What you should do: Convert every line of the records below into a numbered list, leaving out any blank lines.

Start of The records

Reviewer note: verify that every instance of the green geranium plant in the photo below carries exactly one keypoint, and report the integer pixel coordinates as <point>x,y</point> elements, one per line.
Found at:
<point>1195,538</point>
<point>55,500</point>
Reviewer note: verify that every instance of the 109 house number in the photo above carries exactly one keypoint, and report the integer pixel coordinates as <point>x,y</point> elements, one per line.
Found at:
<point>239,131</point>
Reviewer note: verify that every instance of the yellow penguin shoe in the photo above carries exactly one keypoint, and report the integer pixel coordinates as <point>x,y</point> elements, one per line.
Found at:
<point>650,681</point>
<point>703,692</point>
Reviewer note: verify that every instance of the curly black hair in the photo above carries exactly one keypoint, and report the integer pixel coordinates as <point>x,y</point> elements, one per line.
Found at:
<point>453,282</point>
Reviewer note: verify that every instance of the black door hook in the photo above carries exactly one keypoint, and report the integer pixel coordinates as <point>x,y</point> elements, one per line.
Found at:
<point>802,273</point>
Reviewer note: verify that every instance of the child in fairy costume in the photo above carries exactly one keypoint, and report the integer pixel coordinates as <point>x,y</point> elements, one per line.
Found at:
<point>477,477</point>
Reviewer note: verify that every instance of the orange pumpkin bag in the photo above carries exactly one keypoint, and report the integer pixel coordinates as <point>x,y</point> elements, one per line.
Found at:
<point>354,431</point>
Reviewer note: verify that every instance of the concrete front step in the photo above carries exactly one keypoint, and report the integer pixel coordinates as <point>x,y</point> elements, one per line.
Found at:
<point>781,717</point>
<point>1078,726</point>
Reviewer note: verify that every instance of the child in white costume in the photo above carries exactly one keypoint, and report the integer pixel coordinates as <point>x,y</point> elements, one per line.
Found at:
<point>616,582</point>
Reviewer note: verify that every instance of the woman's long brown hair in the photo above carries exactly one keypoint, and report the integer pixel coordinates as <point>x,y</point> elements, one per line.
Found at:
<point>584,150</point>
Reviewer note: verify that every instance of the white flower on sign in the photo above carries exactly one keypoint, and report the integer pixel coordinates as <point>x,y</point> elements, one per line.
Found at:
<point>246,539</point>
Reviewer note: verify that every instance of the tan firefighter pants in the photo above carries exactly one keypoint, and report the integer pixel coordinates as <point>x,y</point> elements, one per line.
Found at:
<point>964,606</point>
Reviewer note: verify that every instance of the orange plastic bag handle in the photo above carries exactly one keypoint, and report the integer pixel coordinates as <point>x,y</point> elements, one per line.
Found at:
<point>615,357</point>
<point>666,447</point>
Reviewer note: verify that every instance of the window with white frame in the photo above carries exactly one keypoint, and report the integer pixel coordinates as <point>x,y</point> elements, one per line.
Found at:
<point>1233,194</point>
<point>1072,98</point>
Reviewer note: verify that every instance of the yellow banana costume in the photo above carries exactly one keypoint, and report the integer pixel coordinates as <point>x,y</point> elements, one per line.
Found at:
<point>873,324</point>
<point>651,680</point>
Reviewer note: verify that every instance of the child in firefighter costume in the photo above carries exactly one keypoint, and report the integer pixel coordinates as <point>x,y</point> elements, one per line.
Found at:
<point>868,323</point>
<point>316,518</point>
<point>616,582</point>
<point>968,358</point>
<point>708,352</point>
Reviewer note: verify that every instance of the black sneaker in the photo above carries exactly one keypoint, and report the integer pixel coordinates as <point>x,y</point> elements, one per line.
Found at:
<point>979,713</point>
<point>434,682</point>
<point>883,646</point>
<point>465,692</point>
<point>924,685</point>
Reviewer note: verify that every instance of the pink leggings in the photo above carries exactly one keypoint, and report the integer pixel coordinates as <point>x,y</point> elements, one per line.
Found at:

End of The records

Answer for the task:
1. Reviewer note: verify that every instance of the green geranium plant in the photo below carries exactly one keypoint, and report the integer pixel coordinates as <point>x,y</point> elements, one per line.
2. Found at:
3. <point>1195,538</point>
4. <point>55,500</point>
5. Reviewer note: verify that every instance of the 109 house number in the photo above carries exactly one keypoint, and report the integer pixel coordinates as <point>x,y</point> elements, one per line.
6. Found at:
7. <point>239,131</point>
8. Reviewer note: verify that every instance of the yellow penguin shoe in the photo above carries exactly one keypoint, and report the integer pixel coordinates as <point>x,y</point> elements, one per line.
9. Found at:
10. <point>650,681</point>
11. <point>703,692</point>
12. Reviewer note: verify that every instance of the curly black hair in the photo above carries exactly one keypoint, and report the integer pixel coordinates as <point>x,y</point> elements, one per line.
13. Found at:
14. <point>453,282</point>
15. Reviewer note: verify that every instance of the black door hook in the photo above carries exactly one keypoint, and report the integer pixel coordinates as <point>x,y</point> elements, one per line.
16. Found at:
17. <point>802,273</point>
18. Reviewer note: verify that every instance of the child in fairy costume in the photo above carries exactly one keypoint, and report the integer pixel coordinates as <point>x,y</point> elements, one per line.
19. Found at:
20. <point>477,477</point>
21. Reviewer note: verify that every instance of the orange pumpkin bag in the photo above carries exactly one keypoint, and report the integer pixel coordinates as <point>x,y</point> elements, one per line.
22. Found at:
23. <point>354,431</point>
24. Reviewer note: verify that every instance of the concrete front step in the photo above carries exactly one keypoint, and report the integer pixel coordinates as <point>x,y</point> elements, one per line.
25. Found at:
26. <point>781,717</point>
27. <point>1078,726</point>
28. Reviewer note: verify that every instance of the child in white costume in the photo above carries exactly one keypoint, and report the integer pixel coordinates as <point>x,y</point> elements, one per line.
29. Found at:
30. <point>616,582</point>
31. Reviewer note: verify that every instance of the woman's long brown hair in the photo above carries exactly one keypoint, and report the integer pixel coordinates as <point>x,y</point> elements, one per line.
32. Found at:
33. <point>584,150</point>
34. Reviewer note: verify that every instance of the white flower on sign in the photo above carries exactly one keypoint, and report the integer pixel coordinates as <point>x,y</point> elements, one per line.
35. Found at:
36. <point>246,539</point>
37. Reviewer note: verify that every instance of the tan firefighter pants in the photo above carries exactly one keypoint, and report the integer pixel coordinates as <point>x,y</point> elements, one per line.
38. Found at:
39. <point>964,606</point>
40. Reviewer note: verify that every instance of the orange plastic bag handle in the photo above carries exactly one keypoint, and report the integer pixel coordinates as <point>x,y</point> elements, one per line.
41. Found at:
42. <point>615,357</point>
43. <point>666,447</point>
44. Reviewer note: verify that every instance of the window with white frame in the photo above carries exactly one keypoint, and report the integer pixel coordinates as <point>x,y</point> elements, one per line.
45. Found at:
46. <point>1233,194</point>
47. <point>1072,98</point>
48. Reviewer note: verify that every instance of the yellow banana costume in the photo above carries exactly one keypoint, and report the integer pixel coordinates as <point>x,y</point> elements, one per line.
49. Found at:
50. <point>873,324</point>
51. <point>651,680</point>
52. Reviewer note: verify that every instance of the child in firefighter costume in the photo above carries exactly one keypoint, and report the integer pixel coordinates as <point>x,y</point> elements, one per line.
53. Found at:
54. <point>868,323</point>
55. <point>316,518</point>
56. <point>616,582</point>
57. <point>968,358</point>
58. <point>708,352</point>
59. Reviewer note: verify that every instance of the black sneaker in the photo above carries exactly one keypoint, and report the integer pixel coordinates as <point>x,y</point> elements, one per line.
60. Found at:
61. <point>979,713</point>
62. <point>434,682</point>
63. <point>883,646</point>
64. <point>465,692</point>
65. <point>924,685</point>
66. Reviewer note: verify that every instance of the pink leggings in the photo above carries exactly one keypoint, and report the integer pixel coordinates as <point>x,y</point> elements, one per line.
67. Found at:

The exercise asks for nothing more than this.